Segment Start: Document section

In essence, the traditional practitioners from the Cultural Fire Management Council were offering their visions for what potential treatments they would prescribe to different forested areas that range from 20 to 80 acres. They applied their traditional cultural lens with an eye for promoting culturally important plants and animals and a holistic approach to ecosystem and forestry stewardship. Frank and Joe asked the practitioners what forest management approaches they would use to foster a positive relationship with the trees, other plants, animals, soils, their Tribe, their descendants, and their ancestors. The suggested approach differed at each site but included common themes. Their guidance included 1) applying a holistic perspective that includes an integrated, multi-purpose management approach (rather than for a single species or purpose); 2) decreasing the prevalence of Douglas fir (and other vegetation that has grown in since fire exclusion over a hundred years ago) in the forest because of their proclivity for using large quantity of groundwater (this would increase the amount of water available to other plants and as shallow groundwater flow into cold-water streams; 3) promoting culturally important species in the over and understory; and 4) providing spaces for community members to come together, share stories, and share knowledges among other activities.

Segment End: Document section
Segment Start: Dataset

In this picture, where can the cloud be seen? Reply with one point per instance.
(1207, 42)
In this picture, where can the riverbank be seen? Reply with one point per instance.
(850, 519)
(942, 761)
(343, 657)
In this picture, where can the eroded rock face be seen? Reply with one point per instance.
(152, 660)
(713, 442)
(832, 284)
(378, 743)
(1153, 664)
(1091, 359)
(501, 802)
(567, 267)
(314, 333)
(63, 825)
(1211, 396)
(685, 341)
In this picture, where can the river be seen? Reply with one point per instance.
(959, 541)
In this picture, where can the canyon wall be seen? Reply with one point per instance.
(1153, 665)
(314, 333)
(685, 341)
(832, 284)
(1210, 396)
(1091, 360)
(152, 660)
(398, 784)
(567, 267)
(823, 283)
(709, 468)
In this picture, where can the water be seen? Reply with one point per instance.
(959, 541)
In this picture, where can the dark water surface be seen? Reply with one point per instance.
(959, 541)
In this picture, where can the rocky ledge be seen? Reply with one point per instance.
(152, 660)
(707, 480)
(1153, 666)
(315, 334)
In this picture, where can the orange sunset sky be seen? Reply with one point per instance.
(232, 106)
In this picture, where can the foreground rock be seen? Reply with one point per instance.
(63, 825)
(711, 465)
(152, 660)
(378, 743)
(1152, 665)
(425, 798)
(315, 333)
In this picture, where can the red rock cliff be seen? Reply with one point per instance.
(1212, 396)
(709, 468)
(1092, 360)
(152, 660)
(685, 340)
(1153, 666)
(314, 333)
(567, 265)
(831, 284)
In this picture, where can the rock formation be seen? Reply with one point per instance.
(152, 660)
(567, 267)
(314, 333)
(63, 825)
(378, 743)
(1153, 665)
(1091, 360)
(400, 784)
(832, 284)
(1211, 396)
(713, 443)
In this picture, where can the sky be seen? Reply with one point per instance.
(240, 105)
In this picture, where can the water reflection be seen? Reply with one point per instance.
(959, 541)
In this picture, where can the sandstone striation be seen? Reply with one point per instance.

Segment End: Dataset

# Exercise brief:
Continue the passage on the Cultural Fire Management Council practitioners' forest treatment guidance, starting after its final sentence. The entries above stand apart from the passage on cultural fire management and are not part of it.

# Response area:
Our team was in the field for just a couple of days. On the first day, Elizabeth Azzuz joined us as the traditional cultural practitioner from the Cultural Fire Management Council. Elizabeth grew up on the land and learned her specialized cultural knowledges and perspectives by cultivating and gathering foods, medicines, and other important gifts from the Yurok ancestral lands with her Yurok/Karuk family. She commented on the current conditions of the forests, “You have to realize that this is us neglecting nature.” The next day, Margo Robbins (also of the Cultural Fire Management Council) added, “We’re to the point where fire exclusion has made it so that hot burns are the only option… if you burned this forest and mountain, you might think that the trees will be gone forever, unless you are a cultural practitioner that knows better… People from this place are leading the burn effort for cultural purposes, which makes this a cultural burn… It’s an approach to managing forests for cultural purposes.”

Everyone that was with us in the field seemed enthusiastic about the NW CASC-funded project and that the project partners were collaborating to make it happen. Elizabeth expanded, “We need to start talking [together] to save this planet… There are so many things out here that we need to do, and we need everyone available to help us do it.”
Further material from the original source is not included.